»»
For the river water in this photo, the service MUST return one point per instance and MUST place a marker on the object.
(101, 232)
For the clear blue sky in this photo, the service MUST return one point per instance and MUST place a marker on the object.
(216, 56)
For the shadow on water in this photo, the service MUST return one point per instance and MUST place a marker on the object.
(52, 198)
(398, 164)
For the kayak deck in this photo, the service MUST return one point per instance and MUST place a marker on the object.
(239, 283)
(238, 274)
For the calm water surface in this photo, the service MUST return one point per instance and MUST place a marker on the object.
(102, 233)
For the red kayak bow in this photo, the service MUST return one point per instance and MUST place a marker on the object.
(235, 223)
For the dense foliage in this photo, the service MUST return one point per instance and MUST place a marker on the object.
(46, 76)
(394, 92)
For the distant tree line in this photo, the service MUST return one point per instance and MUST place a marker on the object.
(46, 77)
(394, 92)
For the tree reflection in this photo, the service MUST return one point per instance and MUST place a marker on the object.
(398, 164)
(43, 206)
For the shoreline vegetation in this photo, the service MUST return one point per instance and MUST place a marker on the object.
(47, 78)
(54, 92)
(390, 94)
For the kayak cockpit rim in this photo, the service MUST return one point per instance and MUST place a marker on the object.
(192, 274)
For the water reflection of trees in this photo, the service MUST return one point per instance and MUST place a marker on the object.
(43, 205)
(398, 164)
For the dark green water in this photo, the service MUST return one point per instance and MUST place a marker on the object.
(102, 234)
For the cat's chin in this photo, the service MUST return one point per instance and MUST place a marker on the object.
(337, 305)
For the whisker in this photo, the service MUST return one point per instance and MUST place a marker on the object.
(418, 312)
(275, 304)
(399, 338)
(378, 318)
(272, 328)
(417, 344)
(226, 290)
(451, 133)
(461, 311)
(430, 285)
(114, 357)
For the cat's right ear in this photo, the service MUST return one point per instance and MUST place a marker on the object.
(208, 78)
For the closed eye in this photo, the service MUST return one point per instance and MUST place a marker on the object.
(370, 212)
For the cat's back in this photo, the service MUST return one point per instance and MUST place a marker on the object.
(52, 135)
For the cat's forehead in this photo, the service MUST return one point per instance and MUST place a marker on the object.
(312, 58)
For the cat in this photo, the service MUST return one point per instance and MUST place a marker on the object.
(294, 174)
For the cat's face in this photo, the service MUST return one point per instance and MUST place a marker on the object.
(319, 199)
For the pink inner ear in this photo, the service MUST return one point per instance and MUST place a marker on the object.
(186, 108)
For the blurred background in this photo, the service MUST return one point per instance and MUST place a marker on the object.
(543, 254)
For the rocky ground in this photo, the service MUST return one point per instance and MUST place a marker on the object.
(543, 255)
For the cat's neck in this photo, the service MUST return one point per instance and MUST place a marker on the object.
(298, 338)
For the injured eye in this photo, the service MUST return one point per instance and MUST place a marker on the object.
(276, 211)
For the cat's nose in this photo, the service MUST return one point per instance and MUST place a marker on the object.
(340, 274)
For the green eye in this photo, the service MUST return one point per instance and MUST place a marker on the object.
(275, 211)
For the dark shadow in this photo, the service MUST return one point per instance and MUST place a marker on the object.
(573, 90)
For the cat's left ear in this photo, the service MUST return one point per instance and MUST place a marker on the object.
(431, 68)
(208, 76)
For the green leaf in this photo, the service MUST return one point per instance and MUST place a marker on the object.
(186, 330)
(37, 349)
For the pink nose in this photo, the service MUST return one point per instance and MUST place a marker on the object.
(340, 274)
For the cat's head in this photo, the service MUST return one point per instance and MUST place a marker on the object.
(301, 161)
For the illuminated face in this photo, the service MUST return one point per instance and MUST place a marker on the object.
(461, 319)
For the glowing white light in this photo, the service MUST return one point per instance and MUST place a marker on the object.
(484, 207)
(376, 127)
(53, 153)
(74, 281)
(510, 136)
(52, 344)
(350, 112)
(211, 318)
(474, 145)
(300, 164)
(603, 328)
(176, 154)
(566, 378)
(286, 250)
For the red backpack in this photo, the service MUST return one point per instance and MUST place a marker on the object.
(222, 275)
««
EXERCISE PROMPT ::
Copy the rows in the stretch from the line containing "For the green eye" through the end of the rows, putting "pin" in place of each "marker" and changing nothing else.

OUTPUT BELOW ::
For the green eye in this photo, the service MUST return one point per instance and MUST place a pin on the object.
(275, 211)
For the dark shadow in this photo, the service MUST return one point per instance and MUST place a pin on the object.
(573, 90)
For the cat's left ear in this photo, the service MUST return one point per instance and MUST place a pin on the object.
(431, 68)
(208, 76)
For the green leaf in this photo, the service MUST return one point per instance and MUST place a pin on the object.
(186, 330)
(37, 349)
For the pink nose in this photo, the service MUST return one point per instance and MUST place a pin on the object.
(340, 274)
For the cat's head in this photo, the service MUST return one point per instance and MUST place a pin on the object.
(301, 161)
For the illuminated face in this photo, the service MUST return one point per instance and MUST place a pin on the object.
(461, 319)
For the glowing white light in this photo, the service MUST return one point per instance and MUST place a pin on the object.
(484, 207)
(376, 127)
(53, 153)
(74, 281)
(510, 136)
(52, 344)
(350, 112)
(211, 318)
(474, 145)
(300, 164)
(603, 328)
(176, 154)
(566, 378)
(286, 250)
For the red backpack in this photo, the service MUST return one point per instance and MUST place a pin on the object.
(222, 275)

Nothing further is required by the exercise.